[Stored items]
○ ○ ○ ○

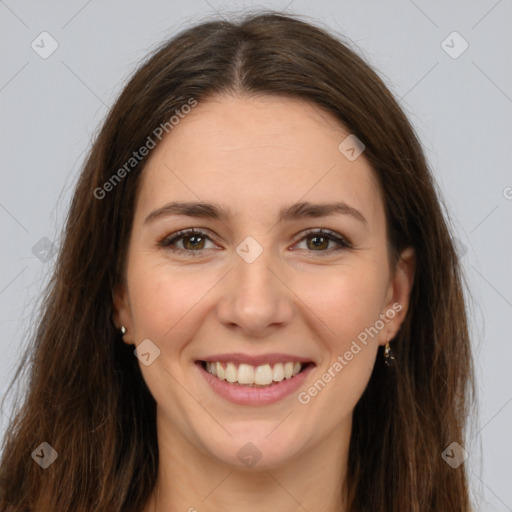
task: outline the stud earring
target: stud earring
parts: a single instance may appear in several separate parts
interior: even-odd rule
[[[124,336],[126,333],[126,327],[124,325],[121,325],[121,334]]]

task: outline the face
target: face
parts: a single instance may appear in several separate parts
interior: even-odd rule
[[[216,97],[150,155],[115,320],[176,445],[270,468],[350,432],[413,254],[390,264],[372,168],[338,148],[349,134],[301,100]]]

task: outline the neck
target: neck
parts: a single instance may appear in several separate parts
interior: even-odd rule
[[[144,512],[347,510],[352,417],[293,460],[259,469],[222,463],[163,423],[157,419],[158,477]]]

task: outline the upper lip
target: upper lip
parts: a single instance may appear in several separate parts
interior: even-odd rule
[[[206,356],[198,361],[206,361],[208,363],[235,363],[235,364],[250,364],[252,366],[260,366],[263,364],[276,364],[276,363],[287,363],[298,362],[298,363],[312,363],[311,359],[307,357],[301,357],[293,354],[259,354],[249,355],[234,352],[231,354],[214,354],[212,356]]]

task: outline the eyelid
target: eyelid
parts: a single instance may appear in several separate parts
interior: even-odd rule
[[[346,236],[341,235],[340,233],[336,233],[335,231],[331,231],[330,229],[326,229],[326,228],[307,229],[306,231],[303,231],[300,234],[300,238],[298,238],[294,242],[294,244],[296,244],[298,242],[302,242],[302,240],[304,240],[305,238],[307,238],[310,235],[325,236],[329,240],[333,240],[333,241],[339,243],[341,248],[351,249],[353,247],[352,243]],[[320,253],[325,252],[326,253],[329,251],[311,251],[311,252],[320,252]]]
[[[175,233],[172,233],[171,235],[165,236],[164,238],[159,240],[158,245],[163,248],[167,248],[170,245],[172,245],[173,243],[175,243],[177,240],[180,240],[186,236],[193,236],[193,235],[198,235],[198,236],[202,236],[204,238],[208,238],[213,243],[216,243],[215,237],[213,235],[211,235],[208,230],[203,229],[203,228],[186,228],[186,229],[181,229],[179,231],[176,231]],[[334,241],[338,244],[338,247],[331,248],[326,251],[307,251],[307,252],[313,253],[313,254],[319,253],[318,254],[319,257],[322,257],[323,254],[326,254],[326,255],[333,254],[333,253],[336,253],[343,249],[352,249],[353,248],[352,243],[350,242],[350,240],[347,239],[347,237],[345,237],[344,235],[341,235],[337,232],[331,231],[330,229],[326,229],[326,228],[310,228],[310,229],[307,229],[306,231],[302,231],[298,235],[298,237],[294,240],[293,245],[296,245],[299,242],[302,242],[303,240],[308,238],[308,236],[311,236],[311,235],[323,236],[323,237],[326,237],[327,239]],[[187,253],[187,254],[191,254],[192,256],[195,256],[195,255],[201,255],[201,253],[204,252],[206,249],[190,251],[190,250],[186,250],[186,249],[174,248],[174,249],[169,249],[169,250],[176,252],[176,253]]]
[[[210,232],[206,229],[202,228],[185,228],[180,229],[170,235],[164,236],[162,239],[158,241],[158,245],[163,247],[164,249],[169,247],[171,243],[174,243],[176,240],[180,240],[181,238],[185,238],[186,236],[198,235],[205,238],[210,239],[212,242],[215,242],[215,237],[210,234]],[[201,251],[187,251],[186,249],[173,249],[174,252],[186,252],[186,253],[200,253]]]

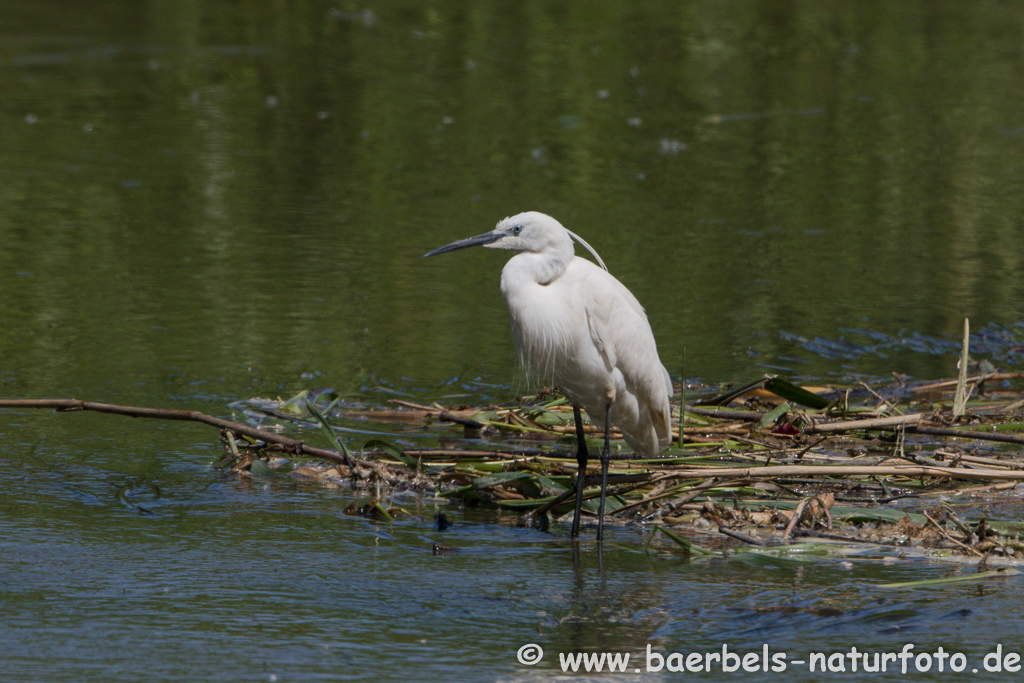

○ ○ ○ ○

▶ **WHAT TO DO**
For this exercise, please output exactly the lines above starting at the line with "target: face" and ending at the line with "task: outline the eyelid", ends included.

▶ **RESPONSE AREA**
target: face
parts: a single instance may appear in several separate parts
interior: even-odd rule
[[[216,97],[150,155],[115,320],[176,445],[270,468],[350,432],[413,254],[390,264],[372,168],[338,148],[349,134],[301,100]]]

task: outline the neck
target: neck
parts: a single instance may appear in several separate parts
interior: even-odd rule
[[[144,512],[347,510],[352,417],[293,460],[259,469],[222,463],[163,423],[157,419],[158,477]]]

task: outline the upper lip
target: upper lip
parts: a single instance may appear in several separate parts
interior: even-odd rule
[[[206,356],[198,361],[206,361],[208,363],[235,363],[235,364],[250,364],[252,366],[260,366],[263,364],[276,364],[276,363],[287,363],[298,362],[298,363],[312,363],[311,359],[307,357],[301,357],[293,354],[259,354],[249,355],[234,352],[231,354],[214,354],[212,356]]]

task: outline the eyelid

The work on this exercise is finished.